§ **AIM**: Reproduce the entries word for word between the lines holding "Where can the black boot be found here?" and "[[544, 1011], [593, 959]]", inclusive, and omit any pictures from your answer.

§ **MATERIAL FOR THE TASK**:
● ● ● ● ●

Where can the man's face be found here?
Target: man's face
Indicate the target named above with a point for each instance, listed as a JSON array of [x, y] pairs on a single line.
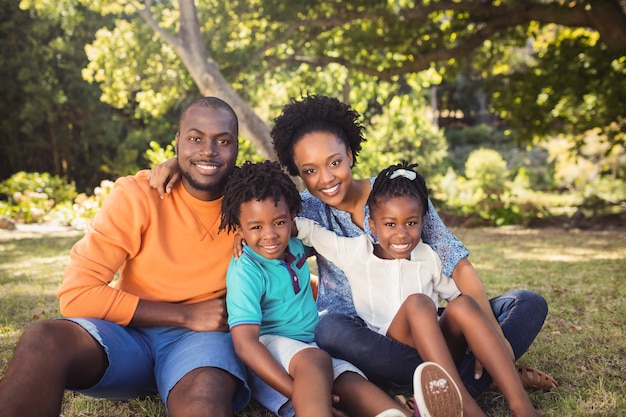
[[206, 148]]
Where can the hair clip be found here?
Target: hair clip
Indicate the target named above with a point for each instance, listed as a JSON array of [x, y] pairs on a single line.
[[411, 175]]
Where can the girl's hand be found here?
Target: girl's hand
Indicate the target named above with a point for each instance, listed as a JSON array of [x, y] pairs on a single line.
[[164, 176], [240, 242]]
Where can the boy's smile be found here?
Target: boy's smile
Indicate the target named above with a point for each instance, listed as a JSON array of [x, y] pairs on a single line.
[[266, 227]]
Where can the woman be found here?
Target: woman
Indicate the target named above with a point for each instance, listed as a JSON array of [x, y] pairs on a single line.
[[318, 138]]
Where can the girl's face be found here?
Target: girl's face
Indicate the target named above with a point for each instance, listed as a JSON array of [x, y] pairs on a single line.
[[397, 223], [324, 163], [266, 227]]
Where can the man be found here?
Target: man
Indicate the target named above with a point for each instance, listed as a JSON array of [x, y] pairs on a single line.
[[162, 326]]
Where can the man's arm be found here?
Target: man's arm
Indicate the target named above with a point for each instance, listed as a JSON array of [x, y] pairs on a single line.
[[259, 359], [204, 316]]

● ● ● ● ●

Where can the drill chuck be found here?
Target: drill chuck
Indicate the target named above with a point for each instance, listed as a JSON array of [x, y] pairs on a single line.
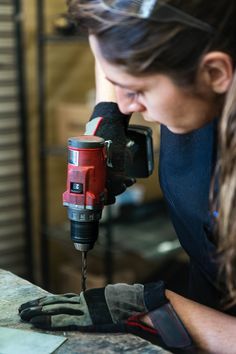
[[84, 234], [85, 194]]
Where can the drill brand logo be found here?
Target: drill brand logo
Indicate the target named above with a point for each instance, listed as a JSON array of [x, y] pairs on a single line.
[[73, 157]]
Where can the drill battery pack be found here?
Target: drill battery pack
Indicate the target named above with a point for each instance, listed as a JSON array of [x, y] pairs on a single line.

● ● ● ● ●

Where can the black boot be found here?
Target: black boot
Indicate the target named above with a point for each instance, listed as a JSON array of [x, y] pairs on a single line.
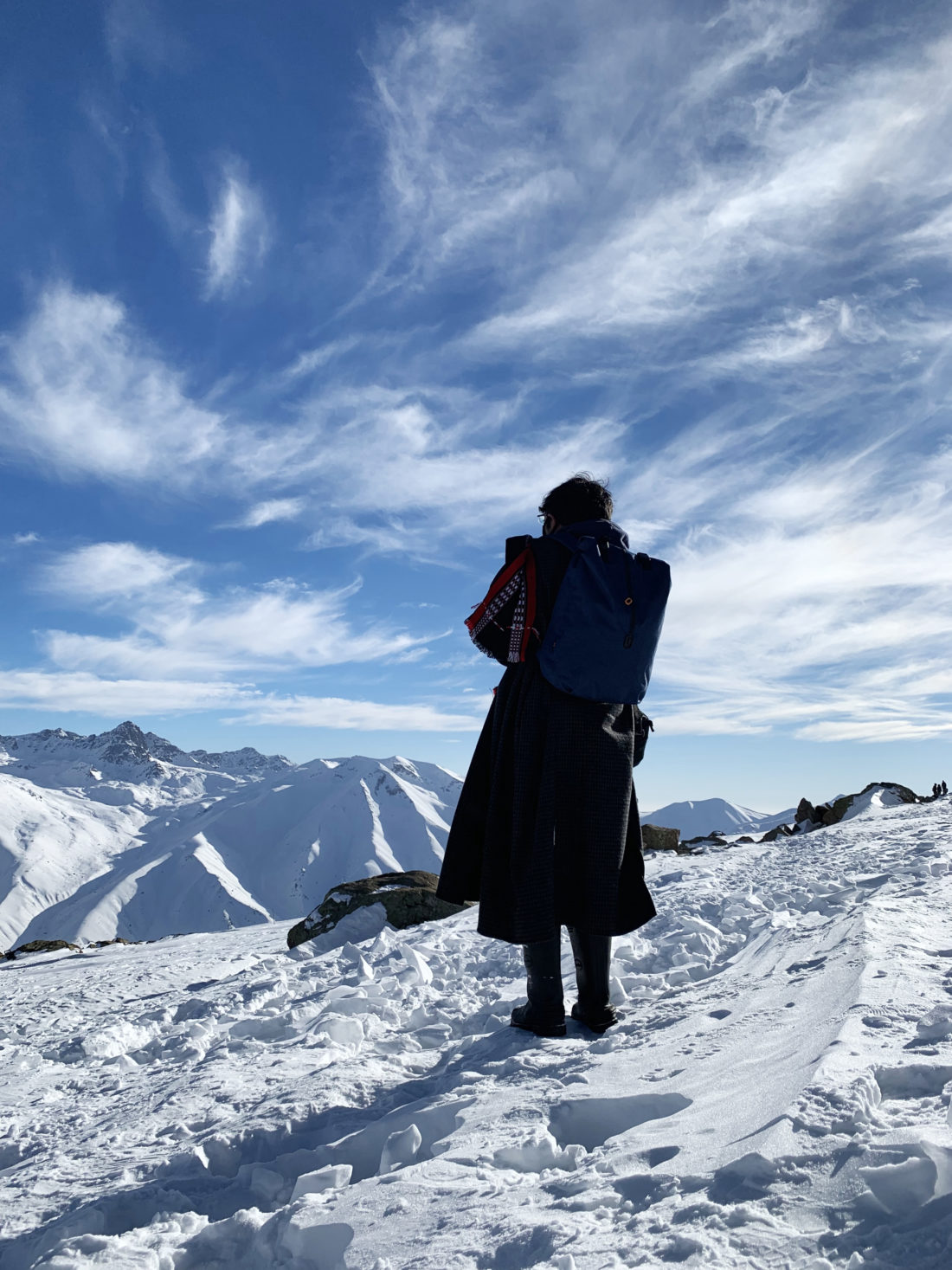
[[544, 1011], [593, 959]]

● ● ● ● ●

§ **THE OUTPUT**:
Where can the black boot be found here?
Target: black boot
Indicate the target named above with a point for each instance, listed as a JSON array of [x, y] pairs on a single line.
[[544, 1011], [593, 959]]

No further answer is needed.